7.9. Answers to sample exam questions
What is the output of the following code:
class Course { String courseName; Course() { Course c = new Course(); c.courseName = "Oracle"; } } class EJavaGuruPrivate { public static void main(String args[]) { Course c = new Course(); c.courseName = "Java"; System.out.println(c.courseName); } }
- The code will print Java.
- The code will print Oracle.
- The code will not compile.
- The code will throw an exception or an error at runtime.
Answer: d
Explanation: This class will throw a StackOverflowError at runtime. The easiest way to look for a StackOverflowError is to locate recursive method calls. In the question’s code, the constructor of the class Course creates an object of the class Course, which will call the constructor again. Hence, this becomes a recursive call and ends up throwing a StackOverflowError at runtime. (As you know, an exception or an error can be thrown only at runtime, not compile time.)
Select the correct option(s):
- You cannot handle runtime exceptions.
- You should not handle errors.
- If a method throws a checked exception, it must be either handled by the method or specified in its throws clause.
- If a method throws a runtime exception, it may include the exception in its throws clause.
- Runtime exceptions are checked exceptions.
Answer: b, c, d
Explanation: Option (a) is incorrect. You can handle runtime exceptions the way you can handle a checked exception in your code: using a try-catch block.
Option (b) is correct. You shouldn’t try to handle errors in your code. Or, to put it another way, you can’t do much when an error is thrown by your code. Instead of trying to handle errors in your code, you should resolve the code that results in these errors. For example, StackOverflowError is an error that will be thrown by your code if your code executes a method recursively without any exit condition. This repetition will consume all the space on the stack and result in a StackOverflowError.
Option (c) is correct. If you fail to implement either of these options, your code won’t compile.

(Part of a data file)
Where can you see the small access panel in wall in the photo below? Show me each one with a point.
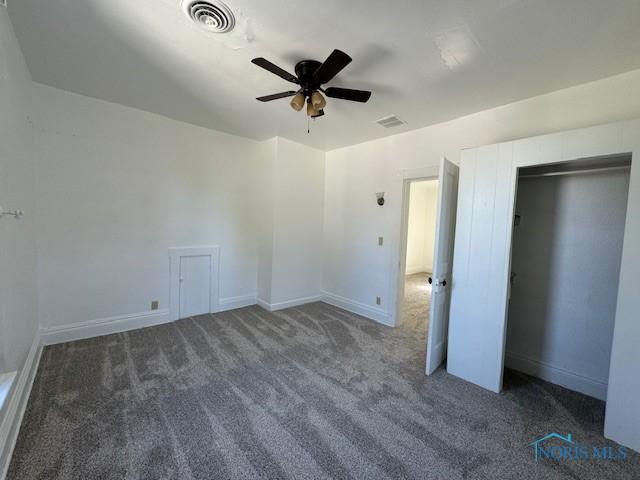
(194, 281)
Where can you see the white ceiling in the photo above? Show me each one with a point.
(425, 61)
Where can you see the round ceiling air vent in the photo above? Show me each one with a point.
(210, 15)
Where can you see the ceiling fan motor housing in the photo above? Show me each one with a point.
(305, 71)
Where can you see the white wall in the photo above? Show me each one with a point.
(421, 226)
(356, 270)
(566, 257)
(291, 269)
(18, 306)
(116, 188)
(483, 245)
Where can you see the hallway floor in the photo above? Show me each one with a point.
(417, 301)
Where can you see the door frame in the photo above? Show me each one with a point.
(175, 254)
(399, 257)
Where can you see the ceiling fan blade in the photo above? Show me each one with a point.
(348, 94)
(276, 96)
(267, 65)
(331, 66)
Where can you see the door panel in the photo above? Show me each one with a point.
(442, 265)
(195, 285)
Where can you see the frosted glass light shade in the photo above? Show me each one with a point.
(297, 102)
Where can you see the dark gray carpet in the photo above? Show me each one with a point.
(308, 392)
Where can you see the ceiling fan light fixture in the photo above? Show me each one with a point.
(297, 102)
(311, 111)
(318, 100)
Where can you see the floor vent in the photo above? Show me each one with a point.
(390, 121)
(210, 15)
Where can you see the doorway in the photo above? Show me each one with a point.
(194, 276)
(567, 241)
(427, 313)
(420, 235)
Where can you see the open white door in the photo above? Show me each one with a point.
(442, 264)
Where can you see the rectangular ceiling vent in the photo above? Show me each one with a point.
(390, 121)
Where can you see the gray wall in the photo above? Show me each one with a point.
(566, 256)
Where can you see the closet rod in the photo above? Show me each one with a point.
(576, 172)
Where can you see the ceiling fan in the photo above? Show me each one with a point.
(310, 76)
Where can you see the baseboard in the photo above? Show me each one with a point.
(358, 308)
(12, 420)
(272, 307)
(414, 270)
(104, 326)
(231, 303)
(559, 376)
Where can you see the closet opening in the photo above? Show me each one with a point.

__Set task 1__
In the Java exam answers text, what should you do instead of trying to handle errors in your code?
__Set task 2__
Write what comes next in the Java exam answers text, starting after its final sentence.

__Task answer 1__
Resolve the code that results in these errors.

__Task answer 2__
Option (d) is correct. It isn’t mandatory for runtime exceptions to be included in a method’s throws clause. Usually this inclusion is unnecessary, but if you do include it, your code will execute without any issues.
Option (e) is incorrect. A runtime exception and all its subclasses are not checked exceptions.
Examine the following code and select the correct option(s):
class EJavaGuruExcep { public static void main(String args[]) { EJavaGuruExcep var = new EJavaGuruExcep(); var.printArrValues(args); } void printArrValues(String[] arr) { try { System.out.println(arr[0] + ":" + arr[1]); } catch (NullPointerException e) { System.out.println("NullPointerException"); } catch (IndexOutOfBoundsException e) { System.out.println("IndexOutOfBoundsException"); } catch (ArrayIndexOutOfBoundsException e) { System.out.println("ArrayIndexOutOfBoundsException"); } } }
- If the class EJavaGuruExcep is executed using the following command, it prints NullPointerException:
java EJavaGuruExcep- If the class EJavaGuruExcep is executed using the following command, it prints IndexOutOfBoundsException:
java EJavaGuruExcep- If the class EJavaGuruExcep is executed using the following command, it prints ArrayIndexOutOfBoundsException:
java EJavaGuruExcep one- The code will fail to compile.
Answer: d
Explanation: The key to answering this question is to be aware of the following two facts:
- Exceptions are classes. If an exception’s base class is used in a catch block, it can catch all the exceptions of its derived class. If you try to catch an exception from its derived class afterward, the code won’t compile.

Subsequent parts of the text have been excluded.